> _Entries provided_:

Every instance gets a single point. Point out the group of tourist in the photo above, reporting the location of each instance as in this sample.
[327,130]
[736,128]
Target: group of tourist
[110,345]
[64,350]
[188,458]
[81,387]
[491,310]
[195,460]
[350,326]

> _What you should do_:
Copy the records above word for word.

> _Exercise solution_:
Every instance gets a single point. Point out the group of tourist in the photo above, reporting the location of each instance as in this sample.
[327,130]
[736,128]
Target: group of tourist
[110,345]
[64,350]
[188,458]
[81,387]
[491,310]
[195,460]
[350,326]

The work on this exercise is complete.